# Tasks to perform
**1)** List every Australian player named in the cricket match report, in the order each first appears.
**2)** Continue the cricket match report, picking up after its final sentence.

# Excerpt to read
········

Two overs later the speed gun clocked 144km/h for a lifter that Mitchell Marsh snicked into the cordon, to be dismissed via a juggle between second and third slips. Alex Carey lasted five balls, bowled between bat and pad as Joseph targeted one of the weaker forward defences in the Australian team. West Indies were into the tail and Pat Cummins’ men still needed 80 runs.

For a little while, Mitchell Starc’s brand of fierce hitting lifted Australia’s hopes, while Smith stayed in his bubble at the other end. Joseph, though, would not leave the attack, and eventually coaxed a skier from Starc. When Cummins fenced at another short ball and nibbled an edge behind, Australia were eight down with 41 to get.

Due to a playing condition allowing for an extension in the event of a result becoming possible, Kraigg Brathwaite kept the West Indies going for another four overs, delaying the dinner break. Nathan Lyon had several nervy moments, once hooking tantalisingly in the vicinity of fine leg, but the ninth wicket partnership held.

Throughout a spell that ultimately stretched to 10 unbroken overs, Joseph’s speed did anything but flag. He was as fast, at times, as 149km/h, as adrenaline and skill merged to give the Australians a helluva rough time. Never did captain Brathwaite look to snatch the ball from Joseph; never would Joseph have allowed him to.

········

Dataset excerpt
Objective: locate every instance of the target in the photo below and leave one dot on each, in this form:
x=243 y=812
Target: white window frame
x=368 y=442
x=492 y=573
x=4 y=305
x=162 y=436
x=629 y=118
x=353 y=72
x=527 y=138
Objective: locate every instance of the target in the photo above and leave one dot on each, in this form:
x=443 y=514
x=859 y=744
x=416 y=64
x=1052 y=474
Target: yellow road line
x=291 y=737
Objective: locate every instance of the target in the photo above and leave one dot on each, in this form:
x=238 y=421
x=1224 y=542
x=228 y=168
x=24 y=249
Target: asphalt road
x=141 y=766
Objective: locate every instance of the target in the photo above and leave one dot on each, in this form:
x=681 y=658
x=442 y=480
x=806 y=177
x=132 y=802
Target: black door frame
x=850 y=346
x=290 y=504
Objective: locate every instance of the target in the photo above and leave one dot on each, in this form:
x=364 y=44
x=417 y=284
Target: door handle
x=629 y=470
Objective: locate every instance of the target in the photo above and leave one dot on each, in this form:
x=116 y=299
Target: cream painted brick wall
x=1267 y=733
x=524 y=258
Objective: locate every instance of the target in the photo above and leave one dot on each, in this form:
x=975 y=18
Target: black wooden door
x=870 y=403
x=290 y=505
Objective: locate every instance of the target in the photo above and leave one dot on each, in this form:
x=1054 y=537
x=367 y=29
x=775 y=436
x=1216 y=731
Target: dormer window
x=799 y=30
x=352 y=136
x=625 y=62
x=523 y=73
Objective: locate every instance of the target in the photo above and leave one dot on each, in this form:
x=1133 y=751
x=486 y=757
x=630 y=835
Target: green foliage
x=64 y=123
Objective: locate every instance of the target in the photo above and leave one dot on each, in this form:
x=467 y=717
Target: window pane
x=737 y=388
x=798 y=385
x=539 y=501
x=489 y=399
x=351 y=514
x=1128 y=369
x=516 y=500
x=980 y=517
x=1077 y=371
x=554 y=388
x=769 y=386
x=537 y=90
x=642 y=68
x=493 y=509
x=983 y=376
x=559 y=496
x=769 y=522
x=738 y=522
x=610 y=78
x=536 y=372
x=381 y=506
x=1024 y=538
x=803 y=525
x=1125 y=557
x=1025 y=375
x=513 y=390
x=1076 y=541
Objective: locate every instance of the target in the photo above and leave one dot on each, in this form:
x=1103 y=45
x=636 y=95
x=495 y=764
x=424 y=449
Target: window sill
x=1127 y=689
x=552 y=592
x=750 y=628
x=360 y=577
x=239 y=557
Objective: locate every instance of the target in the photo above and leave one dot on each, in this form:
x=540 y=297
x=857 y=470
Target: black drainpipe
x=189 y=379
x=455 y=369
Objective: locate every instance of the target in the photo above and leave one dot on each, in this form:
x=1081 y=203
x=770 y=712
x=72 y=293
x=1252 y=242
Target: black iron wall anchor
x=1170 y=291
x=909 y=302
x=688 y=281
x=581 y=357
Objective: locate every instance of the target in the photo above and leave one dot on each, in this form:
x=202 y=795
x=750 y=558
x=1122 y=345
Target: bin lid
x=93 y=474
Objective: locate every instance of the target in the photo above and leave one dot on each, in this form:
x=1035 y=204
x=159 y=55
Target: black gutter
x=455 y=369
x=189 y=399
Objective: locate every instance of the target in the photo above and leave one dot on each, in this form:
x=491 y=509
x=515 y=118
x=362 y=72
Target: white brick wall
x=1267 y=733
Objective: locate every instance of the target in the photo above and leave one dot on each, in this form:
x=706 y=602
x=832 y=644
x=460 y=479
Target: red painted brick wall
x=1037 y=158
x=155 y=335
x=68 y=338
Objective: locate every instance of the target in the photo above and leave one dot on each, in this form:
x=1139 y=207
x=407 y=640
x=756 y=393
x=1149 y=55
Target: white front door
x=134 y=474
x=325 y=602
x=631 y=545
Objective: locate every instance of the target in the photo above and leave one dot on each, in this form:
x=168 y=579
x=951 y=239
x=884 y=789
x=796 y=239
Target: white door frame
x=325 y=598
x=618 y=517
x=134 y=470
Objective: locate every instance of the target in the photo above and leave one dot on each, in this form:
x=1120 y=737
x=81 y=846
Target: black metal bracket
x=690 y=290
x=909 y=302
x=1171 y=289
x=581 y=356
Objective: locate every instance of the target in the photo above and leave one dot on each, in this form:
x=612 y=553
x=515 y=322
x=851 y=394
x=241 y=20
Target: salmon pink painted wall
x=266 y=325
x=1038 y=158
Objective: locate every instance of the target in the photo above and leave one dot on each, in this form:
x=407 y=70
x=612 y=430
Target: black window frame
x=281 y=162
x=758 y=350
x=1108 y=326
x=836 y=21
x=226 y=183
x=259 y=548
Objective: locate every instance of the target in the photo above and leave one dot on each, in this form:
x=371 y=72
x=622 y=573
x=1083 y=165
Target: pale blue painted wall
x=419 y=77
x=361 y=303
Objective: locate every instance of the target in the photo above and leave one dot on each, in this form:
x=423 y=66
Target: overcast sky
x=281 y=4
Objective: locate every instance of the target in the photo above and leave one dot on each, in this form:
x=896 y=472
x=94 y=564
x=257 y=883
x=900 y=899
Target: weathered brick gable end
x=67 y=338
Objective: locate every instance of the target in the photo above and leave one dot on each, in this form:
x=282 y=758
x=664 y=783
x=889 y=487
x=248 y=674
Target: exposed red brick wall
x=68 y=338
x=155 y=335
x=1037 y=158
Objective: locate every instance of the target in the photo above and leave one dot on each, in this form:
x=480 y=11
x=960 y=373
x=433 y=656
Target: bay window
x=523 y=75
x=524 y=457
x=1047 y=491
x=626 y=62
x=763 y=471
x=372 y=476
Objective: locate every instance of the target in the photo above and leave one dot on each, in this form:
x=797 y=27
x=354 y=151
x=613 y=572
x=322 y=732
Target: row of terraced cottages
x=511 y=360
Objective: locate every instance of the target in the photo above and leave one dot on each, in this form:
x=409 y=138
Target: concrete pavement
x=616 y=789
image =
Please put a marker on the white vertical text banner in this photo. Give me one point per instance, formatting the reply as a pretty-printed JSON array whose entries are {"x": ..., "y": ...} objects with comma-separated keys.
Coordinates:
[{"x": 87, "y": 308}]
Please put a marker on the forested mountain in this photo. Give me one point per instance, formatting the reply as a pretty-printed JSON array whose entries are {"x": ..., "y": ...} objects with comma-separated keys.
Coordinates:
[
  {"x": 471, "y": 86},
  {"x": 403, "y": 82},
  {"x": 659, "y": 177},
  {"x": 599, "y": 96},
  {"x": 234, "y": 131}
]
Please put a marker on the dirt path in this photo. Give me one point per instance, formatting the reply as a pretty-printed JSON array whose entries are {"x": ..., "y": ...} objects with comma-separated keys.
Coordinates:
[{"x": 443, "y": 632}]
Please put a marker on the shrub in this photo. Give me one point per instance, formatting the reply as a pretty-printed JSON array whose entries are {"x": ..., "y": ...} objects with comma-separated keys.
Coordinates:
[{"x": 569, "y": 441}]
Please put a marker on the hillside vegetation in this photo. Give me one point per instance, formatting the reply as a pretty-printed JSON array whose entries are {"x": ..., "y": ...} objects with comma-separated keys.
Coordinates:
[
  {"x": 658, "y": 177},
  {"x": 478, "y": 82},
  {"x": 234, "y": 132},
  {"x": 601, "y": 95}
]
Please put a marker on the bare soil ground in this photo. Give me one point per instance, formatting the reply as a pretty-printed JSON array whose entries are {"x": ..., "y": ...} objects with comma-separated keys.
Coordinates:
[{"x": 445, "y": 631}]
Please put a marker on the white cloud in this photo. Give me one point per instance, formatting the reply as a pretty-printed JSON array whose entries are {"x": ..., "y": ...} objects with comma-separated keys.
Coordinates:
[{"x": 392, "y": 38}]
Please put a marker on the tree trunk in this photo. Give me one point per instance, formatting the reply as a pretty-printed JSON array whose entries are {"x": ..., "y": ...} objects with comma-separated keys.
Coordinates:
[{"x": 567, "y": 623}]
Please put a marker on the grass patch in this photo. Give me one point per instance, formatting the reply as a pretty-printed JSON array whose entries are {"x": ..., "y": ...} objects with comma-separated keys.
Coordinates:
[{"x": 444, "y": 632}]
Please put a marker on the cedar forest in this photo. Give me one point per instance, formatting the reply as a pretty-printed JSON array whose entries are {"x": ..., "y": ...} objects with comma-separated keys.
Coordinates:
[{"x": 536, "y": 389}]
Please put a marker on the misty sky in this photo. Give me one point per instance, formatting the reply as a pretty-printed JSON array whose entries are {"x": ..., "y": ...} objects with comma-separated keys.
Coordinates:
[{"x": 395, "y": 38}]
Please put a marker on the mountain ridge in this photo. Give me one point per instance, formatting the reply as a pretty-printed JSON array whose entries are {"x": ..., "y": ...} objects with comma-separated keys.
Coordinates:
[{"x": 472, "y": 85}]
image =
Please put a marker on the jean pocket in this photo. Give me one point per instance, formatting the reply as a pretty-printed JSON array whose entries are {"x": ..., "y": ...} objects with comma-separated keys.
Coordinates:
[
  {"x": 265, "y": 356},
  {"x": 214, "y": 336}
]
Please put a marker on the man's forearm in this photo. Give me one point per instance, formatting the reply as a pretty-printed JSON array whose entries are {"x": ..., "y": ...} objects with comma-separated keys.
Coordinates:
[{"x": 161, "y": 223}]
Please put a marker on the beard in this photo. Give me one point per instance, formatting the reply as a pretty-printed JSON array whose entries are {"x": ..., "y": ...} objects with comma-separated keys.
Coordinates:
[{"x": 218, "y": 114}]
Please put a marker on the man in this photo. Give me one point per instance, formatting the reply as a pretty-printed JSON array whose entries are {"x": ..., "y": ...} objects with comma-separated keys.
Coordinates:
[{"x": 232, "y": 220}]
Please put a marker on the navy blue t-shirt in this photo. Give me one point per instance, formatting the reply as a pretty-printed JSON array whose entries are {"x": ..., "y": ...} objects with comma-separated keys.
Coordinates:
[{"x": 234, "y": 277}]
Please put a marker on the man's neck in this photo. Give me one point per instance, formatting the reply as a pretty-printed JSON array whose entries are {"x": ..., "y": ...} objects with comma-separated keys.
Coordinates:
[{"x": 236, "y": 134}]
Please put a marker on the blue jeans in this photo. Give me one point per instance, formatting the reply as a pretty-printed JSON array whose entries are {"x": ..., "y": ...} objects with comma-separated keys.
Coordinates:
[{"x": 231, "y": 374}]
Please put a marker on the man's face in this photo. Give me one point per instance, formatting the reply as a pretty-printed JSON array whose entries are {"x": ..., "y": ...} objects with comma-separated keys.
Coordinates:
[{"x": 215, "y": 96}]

········

# Answers to each task
**1)** Mitchell Marsh, Alex Carey, Pat Cummins, Mitchell Starc, Smith, Nathan Lyon

**2)**
Smith, by the way, played superbly. His pre-movement is now back in sync after struggles in the first three innings of the series, and he scored with security off both front and back feet to provide the spine of a chase that would have fallen completely apart otherwise. This time Joseph found the former captain impassable.

Lyon glanced a boundary on resumption, but then hooked compulsively at Alzarri Joseph and edged behind. Smith was left with 25 to get and only last man Josh Hazlewood for company.

Smith, his eye now gimlet, crashed one pull shot to the boundary, but gloved the next one narrowly wide of slips and shook his hand in pain. Next over he ramped Alzarri Joseph for an audacious six. A two and a single next over left Hazlewood with two balls to survive.

With his first attempt at Hazlewood, Joseph had not got things quite right. This time, though, he flung down a delivery that would have defeated many better players: off stump went flying, and Joseph led his teammates in uproarious celebrations that coalesced near the West Indies dugout.

It was a bowled heard round the world. At the Test’s climax ESPNcricinfo, the game’s global information source, reported more traffic for the Gabba than India’s parallel Test against England in Hyderabad. Joseph’s heroics created a tectonic shift in audience.

West Indies had not won in Australia since 1997; they had not won at the Gabba since 1988. Little wonder the 3162 spectators, part of a healthy match attendance of 67,164, applauded so warmly. They saw a finish every bit as memorable as the legendary tied Test of 1960 – another drama to end with a scene of West Indian jubilation.

In the commentary boxes and on the boundary, Brian Lara, Ian Bishop and Carl Hooper all wept with joy. Lara was later an attentive listener at Joseph’s press conference, and applauded warmly when the 24-year-old declared he would “always” be available to play Test cricket.

Lara, meanwhile, had purchased two bottles of Moet to take into the West Indian dressing room. Caribbean sides have always been great celebrators: Joseph had given this one something to rejoice in all the way back home.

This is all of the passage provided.